* **What to do**: Retype the items below word for word, starting at the line that contains "the dry twig" and ending with the last line of the items, leaving out the pictures.

* **Materials provided**:
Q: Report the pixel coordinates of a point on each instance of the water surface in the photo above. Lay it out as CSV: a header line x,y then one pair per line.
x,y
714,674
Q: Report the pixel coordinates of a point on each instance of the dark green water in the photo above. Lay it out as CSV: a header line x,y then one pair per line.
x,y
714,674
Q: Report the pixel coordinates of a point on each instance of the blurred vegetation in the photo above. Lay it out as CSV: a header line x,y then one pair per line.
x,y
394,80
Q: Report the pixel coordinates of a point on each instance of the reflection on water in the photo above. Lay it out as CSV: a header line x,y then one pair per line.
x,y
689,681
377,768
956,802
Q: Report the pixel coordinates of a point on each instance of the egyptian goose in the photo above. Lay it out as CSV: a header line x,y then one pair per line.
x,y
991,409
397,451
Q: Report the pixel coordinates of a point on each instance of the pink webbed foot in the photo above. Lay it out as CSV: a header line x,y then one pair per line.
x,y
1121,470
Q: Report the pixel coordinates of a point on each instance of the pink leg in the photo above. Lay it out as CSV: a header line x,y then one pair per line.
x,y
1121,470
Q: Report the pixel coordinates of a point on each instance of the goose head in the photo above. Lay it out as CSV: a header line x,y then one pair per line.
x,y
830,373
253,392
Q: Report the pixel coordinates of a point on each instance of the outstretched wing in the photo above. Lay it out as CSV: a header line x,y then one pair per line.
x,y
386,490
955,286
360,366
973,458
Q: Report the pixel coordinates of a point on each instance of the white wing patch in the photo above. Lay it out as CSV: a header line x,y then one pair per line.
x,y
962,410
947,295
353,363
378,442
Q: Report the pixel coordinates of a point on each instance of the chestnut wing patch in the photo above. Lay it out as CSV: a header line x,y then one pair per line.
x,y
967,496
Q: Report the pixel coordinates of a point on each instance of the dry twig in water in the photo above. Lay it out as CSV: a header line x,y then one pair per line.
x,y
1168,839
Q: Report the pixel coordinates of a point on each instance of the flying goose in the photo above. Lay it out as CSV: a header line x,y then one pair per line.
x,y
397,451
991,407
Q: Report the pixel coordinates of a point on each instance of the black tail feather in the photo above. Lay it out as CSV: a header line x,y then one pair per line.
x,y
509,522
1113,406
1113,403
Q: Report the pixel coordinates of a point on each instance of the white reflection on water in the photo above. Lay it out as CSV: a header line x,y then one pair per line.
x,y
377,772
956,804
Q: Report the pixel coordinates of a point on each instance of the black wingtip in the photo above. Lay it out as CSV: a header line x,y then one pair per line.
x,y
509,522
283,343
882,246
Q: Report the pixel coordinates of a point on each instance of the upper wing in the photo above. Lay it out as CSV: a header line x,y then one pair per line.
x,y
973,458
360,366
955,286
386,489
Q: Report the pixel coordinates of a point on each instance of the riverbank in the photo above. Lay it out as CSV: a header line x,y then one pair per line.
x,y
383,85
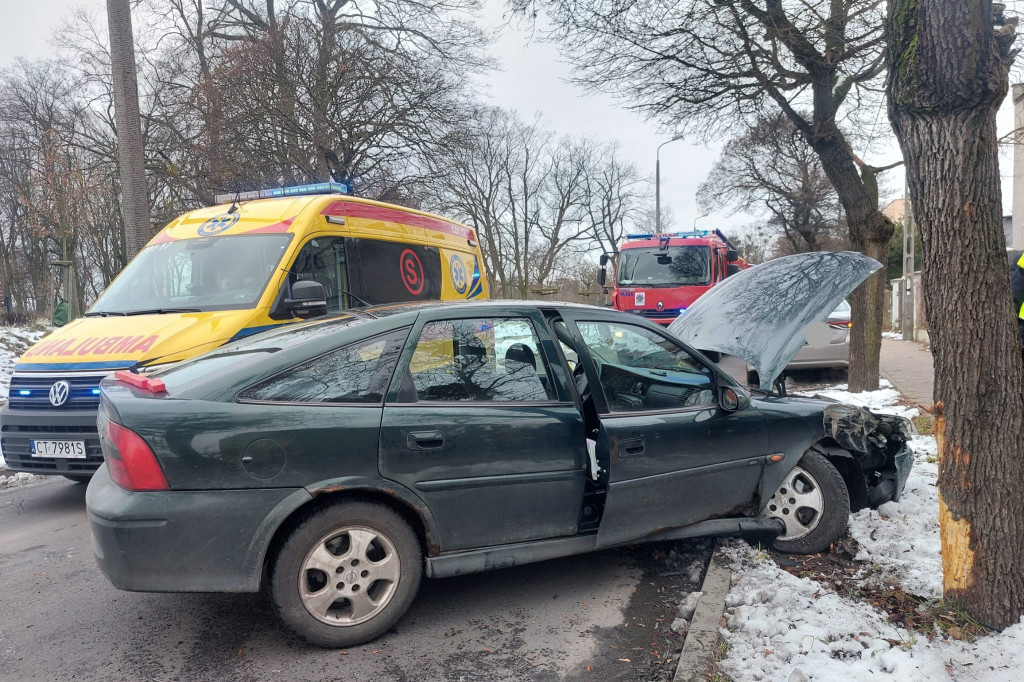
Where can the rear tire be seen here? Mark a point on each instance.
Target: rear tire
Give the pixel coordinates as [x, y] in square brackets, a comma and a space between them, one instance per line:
[346, 573]
[815, 505]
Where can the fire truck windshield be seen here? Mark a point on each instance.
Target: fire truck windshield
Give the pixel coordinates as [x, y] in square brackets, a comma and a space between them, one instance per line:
[675, 266]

* **Exercise response**:
Q: Report the pixel coordinates of a point on each instance of the dry twig in water in the photo above. Lay it out as CSV: a header line x,y then one pair per line.
x,y
1168,839
Q: Report the pixel coordinates of a point on each instance of the flying goose in the photo above. Lay it out as CSV: a header line x,y then one pair per line.
x,y
397,451
991,407
Q: Report the pixel coordinates of a point on each instance of the black tail feather in the photo above. Lay it out as CSV: a header line x,y then one pair per line.
x,y
509,522
1113,406
1113,403
Q: Report the pixel coordinates of a point on each instance of the white reflection on water in the photo above. Lay it out as CSV: a header line x,y then one pair per line.
x,y
377,772
956,804
Q: Report the pixel coordinates of a point on each instance of the black wingtip in the photo above. Lay it out as CSV: a header line x,y then one pair per line.
x,y
509,522
283,343
882,246
Q: Report the pixel coordinates of a point on each instance of the upper wing in the photo above. Lay it out as CSV: a header line x,y then one pair per line.
x,y
973,458
360,366
955,286
386,489
Q: Report the pixel coordinates of a point on each instance of the riverbank in the photo above. Lay it out as CSV: a header line x,y then one pair per line.
x,y
383,85
Where can the rear tire be seen here? Mark a point on each instance.
Target: rear tire
Give the pixel coordinates as [x, y] in square brackets, a comma and a space between them, one instance per line:
[346, 573]
[815, 505]
Where can the fire truck windshield be seen here? Mark a point on each instance.
Target: fire truck windshield
Give the pixel coordinates as [x, y] in square brackets, a comma and a space between them, one instance per line:
[675, 266]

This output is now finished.